▶ _ОТРЫВОК СТРАНИЦЫ_:

^^^^^^^^

Вся священная утварь этой церкви была похищена солдатами, но священник пошел к Мюрату, остановившемуся невдалеке, и со слезами умолил возвратить вещи, нужные для богослужения, – их разыскали и отдали ему;

надпись на одном из серебряных сосудов свидетельствует об этом.

Древний старичок деревни Новинок, помнящий стоявшего у них «француза», уверял меня, что неприятель не сделал им большого зла – только кормился их добром.

Неприятели не знали, что в Кремле находился пороховой склад, и непредусмотрительно поместили там гвардейский артиллерийский парк, на открытом воздухе, так что достаточно было одной из головешек, носившихся в воздухе, упасть на зарядный ящик – вся гвардия, все начальство с самим Наполеоном пропали бы. В продолжение многих часов участь армии зависела от всякой искры, рассыпаемой пожаром.

«Что же это ваши русские делают? – выговаривал русскому один французский генерал, – видано ли когда-нибудь, чтобы так жгли свою столицу?» – «Я не знаю, кто ее поджигает, но последствия этого для нас самые печальные». – «Это верно ваши казаки?» – «Полноте, где вы теперь увидите тут хоть одного казака?»… – «Черт возьми, они у ворот города! Вчера только что на этой самой дороге мы их прогнали; могу вас в этом уверить, потому что я сам командовал. Так не ведут войны!»

^^^^^^^^

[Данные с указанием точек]

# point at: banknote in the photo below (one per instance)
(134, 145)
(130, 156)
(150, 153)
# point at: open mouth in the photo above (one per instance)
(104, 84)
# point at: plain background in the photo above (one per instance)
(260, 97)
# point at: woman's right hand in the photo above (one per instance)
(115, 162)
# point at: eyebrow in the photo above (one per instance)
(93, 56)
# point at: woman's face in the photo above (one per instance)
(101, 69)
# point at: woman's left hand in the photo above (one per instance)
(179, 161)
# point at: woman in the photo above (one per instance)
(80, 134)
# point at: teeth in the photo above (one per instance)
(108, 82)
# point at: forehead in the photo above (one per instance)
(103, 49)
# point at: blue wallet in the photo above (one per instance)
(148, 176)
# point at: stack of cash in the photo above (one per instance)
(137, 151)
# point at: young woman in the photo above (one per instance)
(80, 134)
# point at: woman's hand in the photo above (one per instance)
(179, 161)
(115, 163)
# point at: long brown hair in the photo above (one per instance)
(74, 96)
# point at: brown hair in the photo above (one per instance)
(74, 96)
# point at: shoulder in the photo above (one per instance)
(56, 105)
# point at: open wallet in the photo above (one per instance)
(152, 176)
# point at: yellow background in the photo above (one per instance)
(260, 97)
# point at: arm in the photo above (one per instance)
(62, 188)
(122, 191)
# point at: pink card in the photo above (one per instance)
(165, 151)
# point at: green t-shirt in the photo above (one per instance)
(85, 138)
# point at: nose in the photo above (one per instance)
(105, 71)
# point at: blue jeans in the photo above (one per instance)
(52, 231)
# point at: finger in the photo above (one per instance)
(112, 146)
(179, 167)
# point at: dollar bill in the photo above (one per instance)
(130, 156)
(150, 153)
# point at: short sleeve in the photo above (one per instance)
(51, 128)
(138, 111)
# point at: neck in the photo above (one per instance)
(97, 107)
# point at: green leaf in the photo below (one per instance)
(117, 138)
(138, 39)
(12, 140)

^^^^^^^^

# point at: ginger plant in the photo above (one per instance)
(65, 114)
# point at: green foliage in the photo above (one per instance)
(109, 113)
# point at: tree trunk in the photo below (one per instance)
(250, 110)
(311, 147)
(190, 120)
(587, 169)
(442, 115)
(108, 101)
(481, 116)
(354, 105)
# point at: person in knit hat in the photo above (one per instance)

^^^^^^^^

▶ _ЗАДАНИЕ И ТРЕБОВАНИЯ_: Продолжите отрывок о французах в Кремле и о пожаре. Начните сразу после его последней фразы.

▶ _ПИСЬМЕННЫЙ ОТВЕТ_:
Другой французский офицер говорит иначе: «Хотя несчастные последствия московского пожара падали на нас, тем не менее, мы не могли не удивляться великодушному самопожертвованию жителей города, храбростью и настойчивостью поднявшихся до высокой степени славы, характеризующей великие нации»… Этот же писатель удивляется стойкостию русских, приговоренных к расстрелянию: «Перед казнью каждый старался протискаться вперед, чтобы первым принять удар. С видом полного спокойствия они крестились и падали под пулями солдат».

Один из московских католических священников, тоже очевидец, говорит: «Солдаты не щадили ни стыдливости женского пола, ни детской невинности, ни седых волос старух… горемычные обитатели, спасаясь от огня, были принуждены укрываться на кладбищах».

«Церковная утварь, образа и все священные вещи верующих, – говорит аббат, – были пограблены или позорно выброшены на улицы. Священные места были превращены в казармы, бойни и конюшни; даже неприкосновенность гробниц была нарушена. Никогда, конечно, города, даже взятые приступом, не подвергались большим поруганиям». Один из французских офицеров сознавался, что со времени революции не видано было такого беспорядка в армии…» «Все улицы были полны человеческими трупами, перемешанными с падалью лошадей и других животных… Здесь кричали караул, и голоса замирали, захлебываясь в своей крови; там жители выдерживали в домах настоящую осаду, защищая свои очаги, уже ограбленные и переограбленные, против окончательного разорения от пьяного солдатства, доведенного до бешенства вином и этими попытками сопротивления».

«В других местах тащили по улице чуть не голых мужчин и женщин и с ножом у горла требовали открытия спрятанных будто бы сокровищ. Все двери лавок были настежь открыты, продавцы в бегах, товары разбросаны повсюду… Не успевала одна шайка мародеров уйти из дома, как другая врывалась и не оставляла ни рубашки, ни какого-нибудь сапога».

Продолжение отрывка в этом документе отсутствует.